Warnings: Take great care when programming the fuses: If the SPI interface is disabled, then programming via SPI bus (ie when programming in circuit) is disabled. If you don't have a suitable stand alone programmer you are locked out.
Similarly, if you disable the Reset signal in order to gain an extra IO pin, you can't program in circuit any more.
Take care when setting clock sources via the fuse bits, since wrong settings can lead to no clock at all. The default clock is an internal oscillator running at a low frequency, which is enough to get started. Sometimes you may find that the device can be programmed in an external programmer, but the in-circuit programming fails once you set the fuse bits. The difference is that the programmer uses a 4MHz crystal oscillator, whereas you may well be trying to use a faster external crystal. The datasheets aren't very clear here, but typical fuse bytes for an ATMEGA8 running with an external crystal are:
High byte D9 The default setting, ie the Reset pin is reset, not an IO, SPI programming is enabled, CKOPT=1 (higher power, crystal oscillator more likely to start) Low Byte EE Default brownout and startup time, fast external crystal
For many devices the JTAG interface is switched on by default (it is used for production testing). With JTAG enabled, some IO pins will seem to behave strangely - in fact they are not under your control at all.
On the ATTINY45, PB4 can't be used unless you select an internal clock.

Entries from a point-annotation set
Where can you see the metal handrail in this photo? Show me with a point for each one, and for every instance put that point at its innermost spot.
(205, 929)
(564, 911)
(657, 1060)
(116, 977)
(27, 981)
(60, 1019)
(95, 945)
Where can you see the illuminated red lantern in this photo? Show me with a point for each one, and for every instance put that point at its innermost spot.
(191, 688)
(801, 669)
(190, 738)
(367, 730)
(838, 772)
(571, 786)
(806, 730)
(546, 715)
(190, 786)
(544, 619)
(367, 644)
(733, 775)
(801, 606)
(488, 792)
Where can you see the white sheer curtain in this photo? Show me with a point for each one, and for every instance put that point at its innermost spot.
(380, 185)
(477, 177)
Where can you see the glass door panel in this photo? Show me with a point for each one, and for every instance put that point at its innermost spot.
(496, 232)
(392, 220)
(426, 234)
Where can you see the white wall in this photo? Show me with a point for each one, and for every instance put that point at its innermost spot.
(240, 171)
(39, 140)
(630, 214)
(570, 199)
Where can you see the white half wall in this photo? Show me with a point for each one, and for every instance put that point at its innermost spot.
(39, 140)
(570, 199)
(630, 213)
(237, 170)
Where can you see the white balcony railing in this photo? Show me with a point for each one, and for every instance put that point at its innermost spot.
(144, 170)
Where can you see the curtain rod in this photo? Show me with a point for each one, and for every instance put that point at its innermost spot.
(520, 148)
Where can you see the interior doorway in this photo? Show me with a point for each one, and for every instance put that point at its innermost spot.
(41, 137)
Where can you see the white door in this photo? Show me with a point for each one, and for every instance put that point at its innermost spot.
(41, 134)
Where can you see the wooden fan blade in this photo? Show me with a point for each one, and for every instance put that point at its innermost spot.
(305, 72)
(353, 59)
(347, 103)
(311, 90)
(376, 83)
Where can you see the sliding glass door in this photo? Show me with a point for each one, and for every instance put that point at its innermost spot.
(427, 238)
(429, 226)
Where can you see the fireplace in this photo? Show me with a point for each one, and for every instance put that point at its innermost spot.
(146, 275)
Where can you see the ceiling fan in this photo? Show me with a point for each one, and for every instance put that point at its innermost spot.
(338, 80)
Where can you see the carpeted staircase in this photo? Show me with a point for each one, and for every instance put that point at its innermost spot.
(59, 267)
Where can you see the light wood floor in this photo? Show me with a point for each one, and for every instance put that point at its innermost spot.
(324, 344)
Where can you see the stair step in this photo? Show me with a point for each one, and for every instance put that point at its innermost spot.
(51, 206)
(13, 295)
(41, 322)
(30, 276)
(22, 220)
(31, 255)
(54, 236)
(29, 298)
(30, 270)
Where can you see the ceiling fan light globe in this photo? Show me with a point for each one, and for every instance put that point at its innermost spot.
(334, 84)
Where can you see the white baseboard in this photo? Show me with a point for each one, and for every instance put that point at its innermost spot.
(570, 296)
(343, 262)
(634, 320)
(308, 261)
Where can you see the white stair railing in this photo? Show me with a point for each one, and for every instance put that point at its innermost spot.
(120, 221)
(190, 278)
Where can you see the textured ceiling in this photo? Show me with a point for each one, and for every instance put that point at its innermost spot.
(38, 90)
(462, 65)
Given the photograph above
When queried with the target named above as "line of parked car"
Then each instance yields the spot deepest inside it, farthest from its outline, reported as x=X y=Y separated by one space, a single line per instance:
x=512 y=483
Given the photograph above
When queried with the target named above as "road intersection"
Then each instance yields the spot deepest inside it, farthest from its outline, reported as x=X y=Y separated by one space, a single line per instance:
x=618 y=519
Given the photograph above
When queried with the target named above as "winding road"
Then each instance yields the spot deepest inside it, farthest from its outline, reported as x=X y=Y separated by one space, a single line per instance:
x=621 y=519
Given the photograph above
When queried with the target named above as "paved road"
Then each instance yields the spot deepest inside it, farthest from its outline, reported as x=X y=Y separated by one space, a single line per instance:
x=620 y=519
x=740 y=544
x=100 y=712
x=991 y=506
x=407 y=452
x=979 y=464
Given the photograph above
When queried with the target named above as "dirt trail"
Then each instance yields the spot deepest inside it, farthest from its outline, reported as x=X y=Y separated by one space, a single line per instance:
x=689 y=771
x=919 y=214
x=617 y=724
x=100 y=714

* **Task 1**: Edit the fuse warnings starting with "Warnings: Take great" and going on through "are locked out.", changing "stand alone" to "standalone".
* **Task 2**: Gather every line of the entries that contains the string "target", counting only matches in the same case.
The fuse warnings and the entries are unrelated material.

* **Result 1**:
Warnings: Take great care when programming the fuses: If the SPI interface is disabled, then programming via SPI bus (ie when programming in circuit) is disabled. If you don't have a suitable standalone programmer you are locked out.

* **Result 2**:
When queried with the target named above as "line of parked car"
When queried with the target named above as "road intersection"
When queried with the target named above as "winding road"
When queried with the target named above as "paved road"
When queried with the target named above as "dirt trail"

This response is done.